みなさんこんばんは。
みなさんはiPad CADというものを知っていますか?
実は昔からiPadにはCADアプリがありました。
iPadを使ってCADが出来るのは手軽さもあり便利ではあるのですが、しかしながら使い勝手や性能の問題もあり、CADでのモデリングの主軸になるにはイマイチ頼りないものでした。
しかし最近ではアプリの精度も上がって来たこともあり、密かにではありますが注目される機会も増えてきました。
そこで、じゃあiPad CADってジュエリーCADとして実際のところどうなんだろう?
ということで、iPadのCADアプリとして有名な「Shapr 3D(シェイパー3D)」を実際に触ってみて感じたことや、普段使っているパソコンのCADソフト「Rhinoceros(ライノセラス)」との比較を踏まえて書いてみたいなと思います。
ジュエリーCADとして使いやすいかどうかについての前に
そもそもRhinocerosとShapr 3Dではモデリングソフトとして「モデリングの仕方」が全然違います。

▶ **記録データ**:

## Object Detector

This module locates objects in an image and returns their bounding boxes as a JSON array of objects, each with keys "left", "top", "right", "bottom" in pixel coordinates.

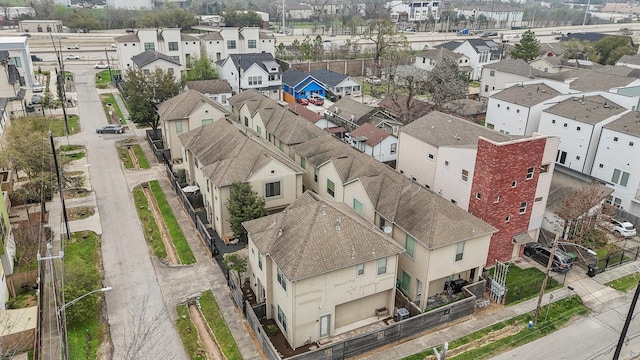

▶ **課題**:
本文の「実は昔からiPadにはCADアプリがありました。」から「ングの仕方」が全然違います。」まで(両端を含む)を、一字も変えずに書き写してください。

▶ **最終解答**:
実は昔からiPadにはCADアプリがありました。
iPadを使ってCADが出来るのは手軽さもあり便利ではあるのですが、しかしながら使い勝手や性能の問題もあり、CADでのモデリングの主軸になるにはイマイチ頼りないものでした。
しかし最近ではアプリの精度も上がって来たこともあり、密かにではありますが注目される機会も増えてきました。
そこで、じゃあiPad CADってジュエリーCADとして実際のところどうなんだろう?
ということで、iPadのCADアプリとして有名な「Shapr 3D(シェイパー3D)」を実際に触ってみて感じたことや、普段使っているパソコンのCADソフト「Rhinoceros(ライノセラス)」との比較を踏まえて書いてみたいなと思います。
ジュエリーCADとして使いやすいかどうかについての前に
そもそもRhinocerosとShapr 3Dではモデリングソフトとして「モデリングの仕方」が全然違います。